(DATASET RECORDS)
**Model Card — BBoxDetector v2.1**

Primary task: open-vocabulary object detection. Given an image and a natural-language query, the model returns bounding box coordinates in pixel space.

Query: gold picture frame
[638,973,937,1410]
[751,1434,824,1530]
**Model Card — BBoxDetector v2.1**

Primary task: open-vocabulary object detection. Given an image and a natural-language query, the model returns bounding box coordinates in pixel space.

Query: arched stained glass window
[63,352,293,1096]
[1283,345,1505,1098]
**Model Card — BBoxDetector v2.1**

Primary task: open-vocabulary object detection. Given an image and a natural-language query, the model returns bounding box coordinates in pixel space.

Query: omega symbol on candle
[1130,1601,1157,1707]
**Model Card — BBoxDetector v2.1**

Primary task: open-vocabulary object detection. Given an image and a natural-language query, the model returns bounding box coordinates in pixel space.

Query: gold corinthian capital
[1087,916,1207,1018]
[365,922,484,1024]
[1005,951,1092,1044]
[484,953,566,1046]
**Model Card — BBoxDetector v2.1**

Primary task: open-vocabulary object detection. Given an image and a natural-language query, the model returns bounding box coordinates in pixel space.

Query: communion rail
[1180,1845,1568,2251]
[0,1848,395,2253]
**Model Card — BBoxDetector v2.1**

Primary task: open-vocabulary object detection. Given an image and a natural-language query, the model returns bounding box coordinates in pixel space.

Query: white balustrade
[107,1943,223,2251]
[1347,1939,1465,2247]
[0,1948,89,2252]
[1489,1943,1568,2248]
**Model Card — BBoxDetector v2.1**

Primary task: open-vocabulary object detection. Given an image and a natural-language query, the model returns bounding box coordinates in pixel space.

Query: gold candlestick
(End DATASET RECORDS)
• **WHAT TO WORK ON**
Retype exactly the lines from the one containing "Query: white balustrade" through the end of the data. Add nothing.

• **SOLUTION TO THIS TASK**
Query: white balustrade
[107,1943,223,2251]
[1347,1939,1465,2247]
[0,1948,89,2252]
[1489,1943,1568,2248]
**Model Card — BBoxDetector v2.1**

Primary task: open-vocabulary object detection. Given an image and a natural-language query, the model returns bounding box coordinates in pixel space.

Query: gold candlestick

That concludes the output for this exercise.